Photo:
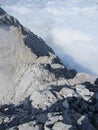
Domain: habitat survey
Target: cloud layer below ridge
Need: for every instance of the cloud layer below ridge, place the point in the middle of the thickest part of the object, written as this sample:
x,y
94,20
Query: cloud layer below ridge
x,y
69,27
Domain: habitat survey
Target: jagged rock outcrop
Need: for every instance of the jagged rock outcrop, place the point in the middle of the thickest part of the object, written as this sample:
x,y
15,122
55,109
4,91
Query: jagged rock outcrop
x,y
41,93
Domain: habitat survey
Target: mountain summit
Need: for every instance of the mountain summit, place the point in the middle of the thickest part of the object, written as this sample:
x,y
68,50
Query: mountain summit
x,y
37,91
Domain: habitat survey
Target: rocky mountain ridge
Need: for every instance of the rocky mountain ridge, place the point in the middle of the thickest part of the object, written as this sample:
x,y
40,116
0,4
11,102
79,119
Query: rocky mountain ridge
x,y
43,94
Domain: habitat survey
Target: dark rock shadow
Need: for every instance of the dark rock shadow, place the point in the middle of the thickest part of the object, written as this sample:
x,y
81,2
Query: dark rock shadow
x,y
77,112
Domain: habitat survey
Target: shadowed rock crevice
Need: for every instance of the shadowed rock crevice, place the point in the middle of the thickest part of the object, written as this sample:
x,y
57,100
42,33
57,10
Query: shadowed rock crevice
x,y
43,93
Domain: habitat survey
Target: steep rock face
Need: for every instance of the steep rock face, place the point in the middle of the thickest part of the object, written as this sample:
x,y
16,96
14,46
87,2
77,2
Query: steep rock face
x,y
19,46
41,93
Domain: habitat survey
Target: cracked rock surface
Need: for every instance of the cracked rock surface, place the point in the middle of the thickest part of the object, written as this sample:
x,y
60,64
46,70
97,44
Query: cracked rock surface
x,y
37,91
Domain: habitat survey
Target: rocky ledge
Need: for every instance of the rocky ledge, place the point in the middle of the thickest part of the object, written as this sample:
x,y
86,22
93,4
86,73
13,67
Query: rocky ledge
x,y
43,94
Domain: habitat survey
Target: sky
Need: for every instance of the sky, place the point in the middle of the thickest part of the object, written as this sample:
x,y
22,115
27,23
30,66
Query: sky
x,y
70,27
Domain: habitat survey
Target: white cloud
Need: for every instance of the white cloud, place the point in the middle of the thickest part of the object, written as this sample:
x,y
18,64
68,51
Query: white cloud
x,y
69,27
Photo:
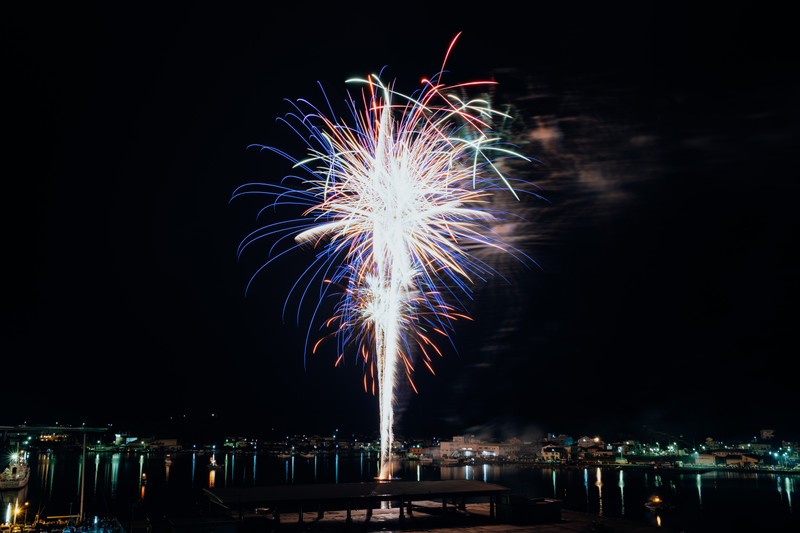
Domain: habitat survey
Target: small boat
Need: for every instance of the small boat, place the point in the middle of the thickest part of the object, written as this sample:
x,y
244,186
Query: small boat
x,y
17,473
657,503
213,465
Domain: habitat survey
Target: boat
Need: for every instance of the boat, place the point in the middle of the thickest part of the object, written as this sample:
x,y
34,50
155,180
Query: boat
x,y
214,465
657,503
17,473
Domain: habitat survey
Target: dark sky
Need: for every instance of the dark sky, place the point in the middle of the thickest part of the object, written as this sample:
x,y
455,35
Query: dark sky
x,y
664,297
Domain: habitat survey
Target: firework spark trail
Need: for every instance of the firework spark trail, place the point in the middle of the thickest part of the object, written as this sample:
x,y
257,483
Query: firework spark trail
x,y
394,203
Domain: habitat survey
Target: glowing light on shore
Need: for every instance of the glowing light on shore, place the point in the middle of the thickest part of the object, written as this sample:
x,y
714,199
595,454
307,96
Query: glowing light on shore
x,y
396,203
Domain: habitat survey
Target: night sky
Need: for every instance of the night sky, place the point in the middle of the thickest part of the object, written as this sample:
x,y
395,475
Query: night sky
x,y
664,296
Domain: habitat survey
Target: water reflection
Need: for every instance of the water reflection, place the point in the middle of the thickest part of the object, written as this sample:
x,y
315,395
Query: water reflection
x,y
56,481
599,485
699,484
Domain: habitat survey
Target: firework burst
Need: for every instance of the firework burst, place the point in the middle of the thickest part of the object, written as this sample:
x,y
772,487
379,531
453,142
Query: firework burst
x,y
395,201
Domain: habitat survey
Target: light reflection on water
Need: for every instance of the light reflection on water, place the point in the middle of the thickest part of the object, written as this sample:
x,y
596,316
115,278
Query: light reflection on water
x,y
145,483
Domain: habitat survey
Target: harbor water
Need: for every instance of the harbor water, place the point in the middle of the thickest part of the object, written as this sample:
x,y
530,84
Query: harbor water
x,y
138,486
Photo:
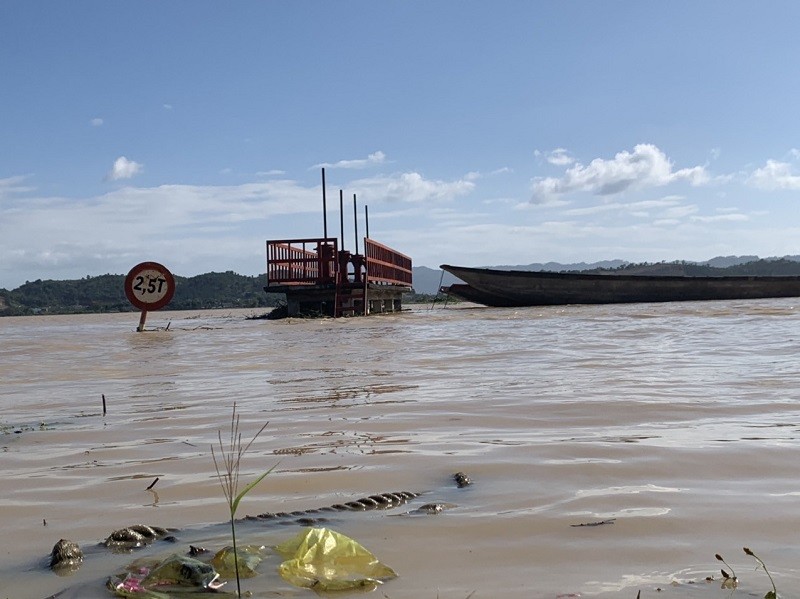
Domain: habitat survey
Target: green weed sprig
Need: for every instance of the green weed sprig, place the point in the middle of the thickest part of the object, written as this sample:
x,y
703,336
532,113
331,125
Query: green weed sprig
x,y
227,466
773,594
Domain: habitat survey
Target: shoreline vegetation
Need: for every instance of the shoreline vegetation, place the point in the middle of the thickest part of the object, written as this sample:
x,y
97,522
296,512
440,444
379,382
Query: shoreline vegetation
x,y
214,290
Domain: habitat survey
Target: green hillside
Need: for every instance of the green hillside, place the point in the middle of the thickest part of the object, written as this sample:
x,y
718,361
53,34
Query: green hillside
x,y
105,293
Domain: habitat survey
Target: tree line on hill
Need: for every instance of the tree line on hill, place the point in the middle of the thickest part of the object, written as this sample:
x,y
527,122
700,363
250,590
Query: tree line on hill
x,y
105,293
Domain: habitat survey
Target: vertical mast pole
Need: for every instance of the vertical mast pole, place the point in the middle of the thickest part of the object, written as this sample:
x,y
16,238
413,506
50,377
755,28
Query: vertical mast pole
x,y
324,208
355,220
341,216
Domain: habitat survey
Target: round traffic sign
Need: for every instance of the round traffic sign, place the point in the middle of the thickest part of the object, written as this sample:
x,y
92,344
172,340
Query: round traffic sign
x,y
149,286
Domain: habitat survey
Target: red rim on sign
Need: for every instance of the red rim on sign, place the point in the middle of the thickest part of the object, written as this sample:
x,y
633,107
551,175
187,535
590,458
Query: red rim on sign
x,y
149,286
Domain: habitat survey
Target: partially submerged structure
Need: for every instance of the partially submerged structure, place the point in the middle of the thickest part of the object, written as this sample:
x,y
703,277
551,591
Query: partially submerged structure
x,y
321,278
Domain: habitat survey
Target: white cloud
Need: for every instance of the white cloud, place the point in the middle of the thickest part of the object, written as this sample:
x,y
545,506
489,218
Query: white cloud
x,y
731,217
774,176
410,187
11,186
124,169
559,157
371,160
646,166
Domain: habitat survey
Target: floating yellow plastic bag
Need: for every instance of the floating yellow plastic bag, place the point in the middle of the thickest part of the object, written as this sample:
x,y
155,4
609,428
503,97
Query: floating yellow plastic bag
x,y
325,560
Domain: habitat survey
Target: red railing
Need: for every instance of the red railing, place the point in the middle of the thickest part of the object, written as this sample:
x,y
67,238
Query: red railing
x,y
301,261
385,265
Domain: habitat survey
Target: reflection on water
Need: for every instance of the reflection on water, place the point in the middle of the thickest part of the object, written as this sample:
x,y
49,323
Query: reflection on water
x,y
678,424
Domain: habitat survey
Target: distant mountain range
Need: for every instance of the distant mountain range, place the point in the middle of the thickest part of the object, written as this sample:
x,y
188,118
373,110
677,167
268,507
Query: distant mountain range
x,y
427,280
104,293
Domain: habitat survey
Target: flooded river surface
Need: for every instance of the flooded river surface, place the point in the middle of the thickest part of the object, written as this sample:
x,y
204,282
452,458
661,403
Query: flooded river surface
x,y
677,424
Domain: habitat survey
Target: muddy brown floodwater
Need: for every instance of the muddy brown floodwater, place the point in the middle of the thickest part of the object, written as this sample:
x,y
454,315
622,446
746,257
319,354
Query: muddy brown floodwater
x,y
679,423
-=-=-=-=-
## TASK DETAILS
An exact transcription of all the entries is required, without the pictures.

## EXPECTED ANSWER
Photo:
Domain: habitat survey
Target: cloud layer below ridge
Need: for every instance of the cloud layer below ridge, place the point in the middle of the thickest part of the object, written as this sample:
x,y
94,20
Query: cloud layer below ridge
x,y
69,27
Domain: habitat survey
Target: jagged rock outcrop
Need: for every instance of the jagged rock outcrop, place the point in the middle of the thickest part of the object, written as this sample:
x,y
15,122
55,109
4,91
Query: jagged rock outcrop
x,y
41,93
Domain: habitat survey
Target: mountain summit
Need: for every instance of the mountain summit, place the point in the middle of the thickest part of the object, written as this sample:
x,y
68,50
Query: mountain summit
x,y
37,91
Domain: habitat survey
Target: rocky mountain ridge
Need: for every instance of the rocky mountain ridge, place the point in the middle of the thickest part of the object, written as this sample:
x,y
40,116
0,4
11,102
79,119
Query: rocky mountain ridge
x,y
43,94
Domain: habitat survey
Target: dark rock shadow
Need: for every instance of the dark rock shadow, place the point in the middle of the thickest part of the object, written as this sample:
x,y
81,2
Query: dark rock shadow
x,y
77,112
Domain: habitat survey
Target: shadowed rock crevice
Need: for every instance of the shadowed rock crevice, place the point in the middle of the thickest part of the object, written as this sample:
x,y
57,100
42,33
57,10
Query: shadowed rock crevice
x,y
43,93
Domain: habitat survey
Target: steep rock face
Need: for every instance of the steep rock face, place the point in the middle of the thickest part of the object, written as this sample:
x,y
16,96
14,46
87,2
77,2
Query: steep rock face
x,y
19,46
41,93
Domain: habitat survey
Target: cracked rock surface
Need: for every instance of the cracked rock surface, place the point in the middle of the thickest part of the object, written as this sample:
x,y
60,64
46,70
97,44
Query: cracked rock surface
x,y
37,91
Domain: habitat survey
Target: rocky ledge
Need: for every instance of the rocky ledge, place the point in the middle of the thickest part of the object, written as this sample:
x,y
86,22
93,4
86,73
13,67
Query: rocky ledge
x,y
43,94
Domain: habitat survey
Target: sky
Need: for every instance of the sky, place the point in the middle of the thickest part of the object, written as this sample:
x,y
22,115
27,23
30,66
Query: sky
x,y
70,27
Domain: habitat survey
Target: white cloud
Need: for every instance of the white cloud, place the point in the middle of the thickest part of the object, written as this sample:
x,y
18,64
68,51
Query: white cloud
x,y
69,27
Photo:
Domain: habitat survey
Target: small boat
Need: for every instance of the small boat, place the point in the middle of the thickest part of the object, written as this sample:
x,y
244,186
Query: small boat
x,y
17,473
657,503
213,465
Domain: habitat survey
Target: boat
Need: for every instance of the boat, place the point in the middle of the thickest part of the object, written as this sample:
x,y
34,50
155,180
Query: boat
x,y
214,465
657,503
17,473
Domain: habitat survey
Target: dark sky
Need: for every instance of the dark sky, place the point in the middle of the thickest part of the object, written as this sample:
x,y
455,35
Query: dark sky
x,y
664,297
Domain: habitat survey
Target: firework spark trail
Need: for every instance of the firework spark trail, place the point in the middle of the thickest part of the object, written as this sample:
x,y
257,483
Query: firework spark trail
x,y
394,203
Domain: habitat survey
Target: glowing light on shore
Need: for every instance of the glowing light on shore, place the point in the middle of the thickest part of the object, written as this sample:
x,y
714,199
595,454
307,96
Query: glowing light on shore
x,y
396,203
Domain: habitat survey
Target: night sky
Need: for every instance of the night sky, place the point in the middle of the thickest part of the object, written as this sample:
x,y
395,475
Query: night sky
x,y
664,296
Domain: habitat survey
Target: water reflection
Need: for every instance of the water reflection, place the point in the middle of the thickest part of the object, written as this sample:
x,y
315,395
Query: water reflection
x,y
56,481
599,485
699,484
Domain: habitat survey
Target: firework burst
Need: for every instance of the firework burst, place the point in the middle of the thickest part of the object, written as this sample:
x,y
772,487
379,531
453,142
Query: firework burst
x,y
395,201
Domain: habitat survey
Target: light reflection on water
Need: for every instance of the light reflection on water, place the point in the middle of the thickest part of the object, written as this sample:
x,y
596,316
115,278
Query: light reflection on water
x,y
145,483
Domain: habitat survey
Target: harbor water
Need: for every instance of the harbor water, place the point in the middle of the thickest part of the object, written as this sample:
x,y
530,84
Query: harbor water
x,y
138,486
Photo:
Domain: habitat survey
Target: green weed sprig
Need: for every instance of the green weed sprig, place the point in the middle of the thickest part of the object, written as this sample:
x,y
703,336
532,113
331,125
Query: green weed sprig
x,y
227,466
773,594
Domain: habitat survey
Target: shoreline vegetation
Need: for every instance of the shoreline vegetation, place the point in the middle of the thickest part of the object, written as this sample:
x,y
97,522
296,512
440,444
379,382
Query: shoreline vegetation
x,y
214,290
Domain: habitat survey
Target: green hillside
Need: for every instance of the green hillside, place the point in the middle of the thickest part of the object, written as this sample:
x,y
718,361
53,34
Query: green hillside
x,y
105,293
Domain: habitat survey
Target: tree line on hill
Need: for every instance of the tree line on hill, place the point in the middle of the thickest part of the object, written as this sample:
x,y
527,122
700,363
250,590
Query: tree line on hill
x,y
105,293
Domain: habitat survey
Target: vertical mast pole
Need: for every instance of the vertical mast pole, place the point in the middle of the thickest part of the object, written as this sample:
x,y
16,238
413,506
50,377
755,28
Query: vertical mast pole
x,y
324,208
355,220
341,216
Domain: habitat survey
Target: round traffic sign
Need: for every instance of the round traffic sign, place the point in the middle of the thickest part of the object, written as this sample:
x,y
92,344
172,340
Query: round traffic sign
x,y
149,286
Domain: habitat survey
Target: red rim on sign
Need: for every instance of the red rim on sign, place the point in the middle of the thickest part of the object, written as this sample:
x,y
633,107
551,175
187,535
590,458
Query: red rim on sign
x,y
149,286
Domain: habitat survey
Target: partially submerged structure
Need: for every instance of the partially submerged structure, place the point in the middle of the thickest part of the object, written as this sample:
x,y
703,277
551,591
Query: partially submerged structure
x,y
321,278
Domain: habitat survey
Target: white cloud
Need: for every instance of the white cloud, place the point in the middle of the thickest part of the object, written as this sample:
x,y
545,506
489,218
Query: white cloud
x,y
731,217
774,176
410,187
11,186
124,169
559,157
371,160
646,166
Domain: habitat survey
Target: floating yellow plastic bag
Need: for every instance of the floating yellow plastic bag, place the point in the middle of the thickest part of the object, written as this sample:
x,y
155,4
609,428
503,97
Query: floating yellow plastic bag
x,y
325,560
Domain: habitat survey
Target: red railing
Need: for every instance of the red railing, place the point in the middle of the thickest part of the object, written as this sample:
x,y
67,238
Query: red railing
x,y
301,261
385,265
Domain: habitat survey
Target: reflection on water
Need: for every instance of the reflection on water, place the point in the middle of the thickest part of the object, written as this sample:
x,y
49,323
Query: reflection on water
x,y
678,424
Domain: habitat survey
Target: distant mountain range
Need: for every instance of the distant mountain range, place the point in the middle of the thickest part of the object, written as this sample:
x,y
188,118
373,110
677,167
268,507
Query: distant mountain range
x,y
427,280
104,293
Domain: habitat survey
Target: flooded river surface
Need: for every instance of the flooded river surface, place the point in the middle of the thickest part of the object, written as this sample:
x,y
204,282
452,458
661,403
Query: flooded river surface
x,y
677,424
Domain: habitat survey
Target: muddy brown floodwater
Need: for every instance of the muddy brown floodwater, place the point in the middle of the thickest part of the object, written as this sample:
x,y
454,315
622,446
746,257
319,354
Query: muddy brown floodwater
x,y
679,423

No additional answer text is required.